Reproduce the material from the line containing "Could you please annotate the beige pants" through the end of the material, inclusive, requests included. Adjust every x and y coordinate in the answers by adding -72 to it.
——————
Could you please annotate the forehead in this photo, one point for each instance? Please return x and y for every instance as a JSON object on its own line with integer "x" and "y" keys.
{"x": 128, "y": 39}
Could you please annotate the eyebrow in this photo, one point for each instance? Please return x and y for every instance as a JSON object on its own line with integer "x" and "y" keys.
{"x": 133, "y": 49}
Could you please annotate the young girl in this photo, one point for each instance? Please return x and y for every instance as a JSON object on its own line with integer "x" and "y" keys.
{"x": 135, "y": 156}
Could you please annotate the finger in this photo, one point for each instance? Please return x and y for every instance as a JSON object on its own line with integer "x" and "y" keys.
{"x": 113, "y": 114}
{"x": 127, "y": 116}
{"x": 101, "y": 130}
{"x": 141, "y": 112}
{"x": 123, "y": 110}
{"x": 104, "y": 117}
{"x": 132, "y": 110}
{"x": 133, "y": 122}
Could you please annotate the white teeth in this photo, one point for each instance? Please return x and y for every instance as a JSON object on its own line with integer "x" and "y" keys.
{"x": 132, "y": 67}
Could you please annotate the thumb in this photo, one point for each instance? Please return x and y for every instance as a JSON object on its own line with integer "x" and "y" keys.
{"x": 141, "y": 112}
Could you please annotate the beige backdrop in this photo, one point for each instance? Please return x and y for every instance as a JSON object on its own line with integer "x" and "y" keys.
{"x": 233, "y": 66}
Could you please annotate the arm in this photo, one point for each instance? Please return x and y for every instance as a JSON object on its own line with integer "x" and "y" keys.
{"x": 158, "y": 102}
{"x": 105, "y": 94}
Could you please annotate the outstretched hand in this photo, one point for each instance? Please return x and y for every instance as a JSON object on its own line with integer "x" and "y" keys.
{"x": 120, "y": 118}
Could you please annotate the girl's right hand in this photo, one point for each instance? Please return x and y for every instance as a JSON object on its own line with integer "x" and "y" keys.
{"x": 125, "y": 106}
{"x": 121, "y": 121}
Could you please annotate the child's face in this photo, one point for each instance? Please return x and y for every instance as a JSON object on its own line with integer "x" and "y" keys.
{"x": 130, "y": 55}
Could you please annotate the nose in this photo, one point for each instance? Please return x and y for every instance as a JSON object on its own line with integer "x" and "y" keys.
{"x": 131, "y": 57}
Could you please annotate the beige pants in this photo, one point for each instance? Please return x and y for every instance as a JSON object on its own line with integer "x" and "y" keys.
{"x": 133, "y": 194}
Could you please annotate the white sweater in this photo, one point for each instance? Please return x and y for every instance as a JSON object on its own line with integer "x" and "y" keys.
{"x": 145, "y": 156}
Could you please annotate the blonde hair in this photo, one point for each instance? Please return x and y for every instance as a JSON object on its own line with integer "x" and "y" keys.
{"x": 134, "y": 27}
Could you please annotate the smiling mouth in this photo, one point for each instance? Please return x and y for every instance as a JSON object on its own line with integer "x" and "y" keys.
——————
Answer to this task:
Could you please annotate the beige pants in this photo, one point for each instance? Please return x and y for every instance as a JSON object on its own line with integer "x" and "y" keys.
{"x": 61, "y": 122}
Could you please annotate the white sweater in this photo, one point for each instance? Please return x and y for every instance as a JSON object on its own line with integer "x" and "y" keys.
{"x": 73, "y": 84}
Could you please annotate the blonde hair in this photo, one point for each instance? Please return x and y for every instance as a JSON object on its own line with integer "x" and "y" keys.
{"x": 62, "y": -45}
Could you please annotate the smiling mouth in this photo, one point for each instance? Please return x and y for every instance as a JSON object on its own line with integer "x" and "y" keys.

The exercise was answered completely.